[RLlib] Small docs fixes for evaluation + training. (#25957)

2025-03-06 10:31:39 -05:00 · 2022-06-22 13:11:18 +02:00 · 2022-06-22 13:11:18 +02:00 · 464ac82207
commit 464ac82207
parent 871aef80dc
1 changed files with 23 additions and 16 deletions
--- a/doc/source/rllib/rllib-training.rst
+++ b/doc/source/rllib/rllib-training.rst
@ -1163,45 +1163,48 @@ calls an "evaluation step" is run:
    }


-One such evaluation step runs over ``evaluation_duration`` episodes or timesteps, depending
+An evaluation step runs - using its own RolloutWorkers - for ``evaluation_duration`` episodes or timesteps, depending
 on the ``evaluation_duration_unit`` setting, which can be either "episodes" (default) or "timesteps".


 .. code-block:: python

-    # Every time we do run an evaluation step, run it for exactly 10 episodes.
+    # Every time we run an evaluation step, run it for exactly 10 episodes.
    {
        "evaluation_duration": 10,
        "evaluation_duration_unit": "episodes",
    }
-    # Every time we do run an evaluation step, run it for close to 200 timesteps.
+    # Every time we run an evaluation step, run it for (close to) 200 timesteps.
    {
        "evaluation_duration": 200,
        "evaluation_duration_unit": "timesteps",
    }


+Note: When using ``evaluation_duration_unit=timesteps`` and your ``evaluation_duration`` setting is NOT dividable
+by the number of evaluation workers (configurable via ``evaluation_num_workers``), RLlib will round up the number of timesteps specified to the nearest whole number of timesteps that is divisible by the number of evaluation workers.
+
 Before each evaluation step, weights from the main model are synchronized to all evaluation workers.

-Normally, the evaluation step is run right after the respective train step. For example, for
-``evaluation_interval=2``, the sequence of steps is: ``train, train, eval, train, train, eval, ...``.
+By default, the evaluation step is run right after the respective training step. For example, for
+``evaluation_interval=2``, the sequence of events is: ``train, train, eval, train, train, eval, ...``.
 For ``evaluation_interval=1``, the sequence is: ``train, eval, train, eval, ...``.

 However, it is possible to run evaluation in parallel to training via the ``evaluation_parallel_to_training=True``
-config setting. In this case, both steps (train and eval) are run at the same time via threading.
+config setting. In this case, both training- and evaluation steps are run at the same time via threading.
 This can speed up the evaluation process significantly, but leads to a 1-iteration delay between reported
-training results and evaluation results (the evaluation results are behind b/c they use slightly outdated
-model weights).
+training- and evaluation results. The evaluation results are behind b/c they use slightly outdated
+model weights (synchronized after the previous training step).

ENTRIES SHOWN:
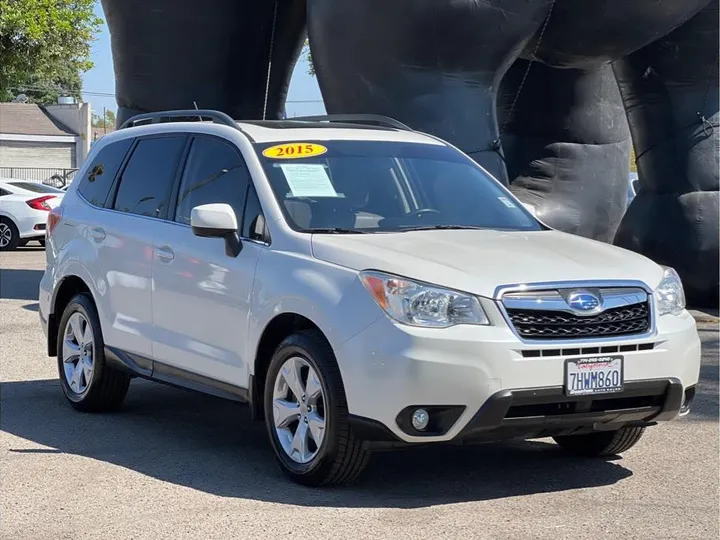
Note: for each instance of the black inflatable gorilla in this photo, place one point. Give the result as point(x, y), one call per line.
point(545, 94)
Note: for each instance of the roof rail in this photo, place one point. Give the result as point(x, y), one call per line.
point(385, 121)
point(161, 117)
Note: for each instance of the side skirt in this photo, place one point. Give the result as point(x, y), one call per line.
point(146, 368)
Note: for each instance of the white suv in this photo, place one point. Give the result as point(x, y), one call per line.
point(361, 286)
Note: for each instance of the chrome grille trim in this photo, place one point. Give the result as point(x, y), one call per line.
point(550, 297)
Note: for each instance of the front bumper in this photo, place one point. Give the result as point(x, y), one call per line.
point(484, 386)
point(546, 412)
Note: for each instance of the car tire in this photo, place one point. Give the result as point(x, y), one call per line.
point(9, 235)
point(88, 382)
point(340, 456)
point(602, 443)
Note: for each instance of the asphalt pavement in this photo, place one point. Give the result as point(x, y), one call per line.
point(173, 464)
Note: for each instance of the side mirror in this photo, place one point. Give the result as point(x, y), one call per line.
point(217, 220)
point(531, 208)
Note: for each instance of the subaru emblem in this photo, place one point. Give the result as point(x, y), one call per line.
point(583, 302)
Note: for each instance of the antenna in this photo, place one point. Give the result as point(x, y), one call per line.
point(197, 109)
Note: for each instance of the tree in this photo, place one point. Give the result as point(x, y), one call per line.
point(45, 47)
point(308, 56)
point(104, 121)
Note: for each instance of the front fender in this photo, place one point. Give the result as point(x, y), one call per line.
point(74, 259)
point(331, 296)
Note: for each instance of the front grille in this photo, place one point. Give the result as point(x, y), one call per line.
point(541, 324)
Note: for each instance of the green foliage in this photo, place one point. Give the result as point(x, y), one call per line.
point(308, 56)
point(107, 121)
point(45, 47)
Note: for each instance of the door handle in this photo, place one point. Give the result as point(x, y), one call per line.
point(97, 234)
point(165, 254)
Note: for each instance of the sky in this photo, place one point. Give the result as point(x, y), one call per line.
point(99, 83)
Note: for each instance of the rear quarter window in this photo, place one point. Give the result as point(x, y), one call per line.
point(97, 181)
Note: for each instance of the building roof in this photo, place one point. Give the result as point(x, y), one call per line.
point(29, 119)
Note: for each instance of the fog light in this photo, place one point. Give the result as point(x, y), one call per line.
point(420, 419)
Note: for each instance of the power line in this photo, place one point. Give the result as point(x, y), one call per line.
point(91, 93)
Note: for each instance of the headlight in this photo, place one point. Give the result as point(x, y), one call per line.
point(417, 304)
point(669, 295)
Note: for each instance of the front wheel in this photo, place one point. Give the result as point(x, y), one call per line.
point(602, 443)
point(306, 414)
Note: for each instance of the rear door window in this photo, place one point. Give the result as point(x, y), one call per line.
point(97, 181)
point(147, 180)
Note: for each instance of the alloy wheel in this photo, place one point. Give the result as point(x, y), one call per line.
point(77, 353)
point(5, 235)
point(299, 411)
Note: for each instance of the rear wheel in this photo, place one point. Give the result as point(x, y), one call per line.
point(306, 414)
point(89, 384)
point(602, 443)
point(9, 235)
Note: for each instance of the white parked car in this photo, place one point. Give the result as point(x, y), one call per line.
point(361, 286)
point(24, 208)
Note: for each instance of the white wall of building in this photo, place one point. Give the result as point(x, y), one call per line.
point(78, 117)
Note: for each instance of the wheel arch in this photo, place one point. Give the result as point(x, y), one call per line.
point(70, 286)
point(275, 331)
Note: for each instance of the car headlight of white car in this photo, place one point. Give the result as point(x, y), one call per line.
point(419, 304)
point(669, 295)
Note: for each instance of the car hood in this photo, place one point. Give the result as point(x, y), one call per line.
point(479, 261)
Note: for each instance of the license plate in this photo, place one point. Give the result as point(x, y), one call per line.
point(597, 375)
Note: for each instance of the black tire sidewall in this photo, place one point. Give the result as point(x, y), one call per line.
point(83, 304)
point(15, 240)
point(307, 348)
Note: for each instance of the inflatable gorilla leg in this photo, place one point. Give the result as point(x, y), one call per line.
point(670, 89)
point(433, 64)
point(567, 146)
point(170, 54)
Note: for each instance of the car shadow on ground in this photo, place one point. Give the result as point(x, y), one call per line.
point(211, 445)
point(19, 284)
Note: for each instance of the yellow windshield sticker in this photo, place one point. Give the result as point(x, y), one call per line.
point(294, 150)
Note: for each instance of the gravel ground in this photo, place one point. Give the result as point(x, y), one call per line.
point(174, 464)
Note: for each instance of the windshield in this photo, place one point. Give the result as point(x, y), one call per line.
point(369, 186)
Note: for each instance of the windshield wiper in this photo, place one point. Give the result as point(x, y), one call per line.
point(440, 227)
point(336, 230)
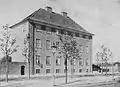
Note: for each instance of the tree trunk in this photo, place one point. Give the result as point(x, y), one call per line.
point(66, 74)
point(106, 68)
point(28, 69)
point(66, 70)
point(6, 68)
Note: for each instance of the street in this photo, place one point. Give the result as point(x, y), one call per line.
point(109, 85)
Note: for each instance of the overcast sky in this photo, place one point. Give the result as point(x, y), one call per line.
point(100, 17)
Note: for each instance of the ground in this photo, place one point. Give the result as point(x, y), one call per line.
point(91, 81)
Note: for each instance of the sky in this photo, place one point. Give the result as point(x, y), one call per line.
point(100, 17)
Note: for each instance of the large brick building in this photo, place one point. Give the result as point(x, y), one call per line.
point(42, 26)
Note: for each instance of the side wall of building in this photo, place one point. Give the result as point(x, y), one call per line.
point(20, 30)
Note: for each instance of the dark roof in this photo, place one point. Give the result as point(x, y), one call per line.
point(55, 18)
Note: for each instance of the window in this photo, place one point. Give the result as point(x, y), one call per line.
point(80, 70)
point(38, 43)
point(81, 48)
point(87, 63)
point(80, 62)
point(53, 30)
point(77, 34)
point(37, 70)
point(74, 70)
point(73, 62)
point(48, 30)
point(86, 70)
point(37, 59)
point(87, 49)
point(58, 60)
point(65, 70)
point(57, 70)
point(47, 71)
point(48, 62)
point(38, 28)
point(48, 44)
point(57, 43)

---

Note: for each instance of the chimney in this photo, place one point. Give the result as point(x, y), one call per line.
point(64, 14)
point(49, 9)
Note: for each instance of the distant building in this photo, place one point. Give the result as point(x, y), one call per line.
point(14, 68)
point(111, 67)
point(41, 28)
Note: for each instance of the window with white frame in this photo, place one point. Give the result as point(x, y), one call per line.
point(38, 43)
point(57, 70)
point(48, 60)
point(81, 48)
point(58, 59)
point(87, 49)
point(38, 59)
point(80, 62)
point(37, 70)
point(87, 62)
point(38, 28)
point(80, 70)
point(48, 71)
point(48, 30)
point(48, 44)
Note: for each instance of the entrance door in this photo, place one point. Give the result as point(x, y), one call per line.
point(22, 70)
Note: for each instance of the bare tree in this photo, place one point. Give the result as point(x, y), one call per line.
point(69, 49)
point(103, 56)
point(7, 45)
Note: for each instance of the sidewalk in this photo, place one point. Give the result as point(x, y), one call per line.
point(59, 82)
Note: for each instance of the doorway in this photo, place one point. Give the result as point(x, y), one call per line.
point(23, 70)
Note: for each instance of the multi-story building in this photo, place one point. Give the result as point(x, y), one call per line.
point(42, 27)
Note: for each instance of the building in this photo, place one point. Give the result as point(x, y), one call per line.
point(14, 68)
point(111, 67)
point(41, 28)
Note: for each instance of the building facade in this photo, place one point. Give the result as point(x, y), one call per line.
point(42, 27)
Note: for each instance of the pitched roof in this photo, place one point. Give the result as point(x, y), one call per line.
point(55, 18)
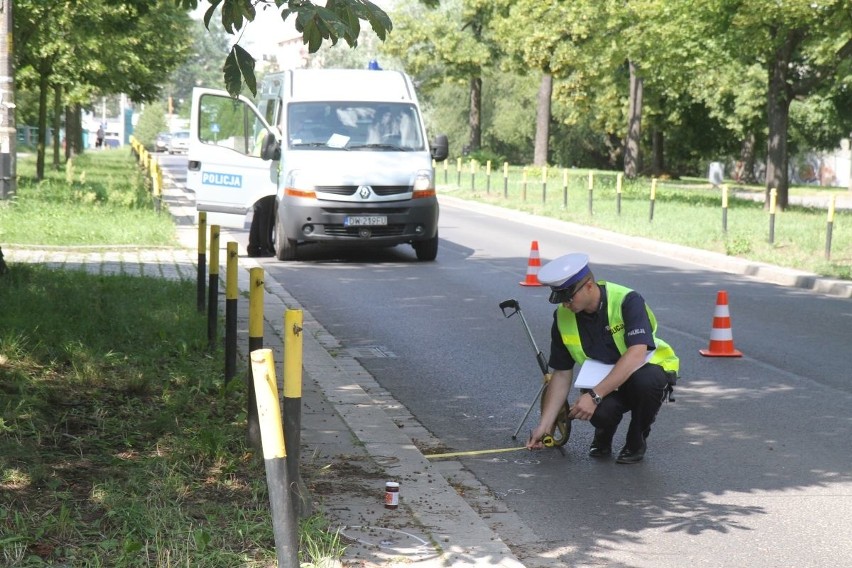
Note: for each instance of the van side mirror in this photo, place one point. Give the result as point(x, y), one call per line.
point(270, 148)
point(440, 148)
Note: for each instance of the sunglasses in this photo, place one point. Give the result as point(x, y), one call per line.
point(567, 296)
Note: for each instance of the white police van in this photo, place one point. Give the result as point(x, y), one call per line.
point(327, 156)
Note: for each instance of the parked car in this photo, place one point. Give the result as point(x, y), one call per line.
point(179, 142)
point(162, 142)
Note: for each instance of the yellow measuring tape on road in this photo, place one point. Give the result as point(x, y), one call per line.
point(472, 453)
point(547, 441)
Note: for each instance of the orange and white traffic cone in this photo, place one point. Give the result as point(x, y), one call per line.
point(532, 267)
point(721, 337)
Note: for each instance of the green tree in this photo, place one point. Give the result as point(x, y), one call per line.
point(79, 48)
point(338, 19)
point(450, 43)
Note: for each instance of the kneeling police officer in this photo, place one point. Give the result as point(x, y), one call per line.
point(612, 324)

EXERCISE: Copy the stretch of the RLlib evaluation docs diff from "-Normally, the evaluation" through "eval) are run at the same time via threading.".

FINISHED ANSWER:
-Normally, the evaluation step is run right after the respective train step. For example, for
-``evaluation_interval=2``, the sequence of steps is: ``train, train, eval, train, train, eval, ...``.
+By default, the evaluation step is run right after the respective training step. For example, for
+``evaluation_interval=2``, the sequence of events is: ``train, train, eval, train, train, eval, ...``.
 For ``evaluation_interval=1``, the sequence is: ``train, eval, train, eval, ...``.

 However, it is possible to run evaluation in parallel to training via the ``evaluation_parallel_to_training=True``
-config setting. In this case, both steps (train and eval) are run at the same time via threading.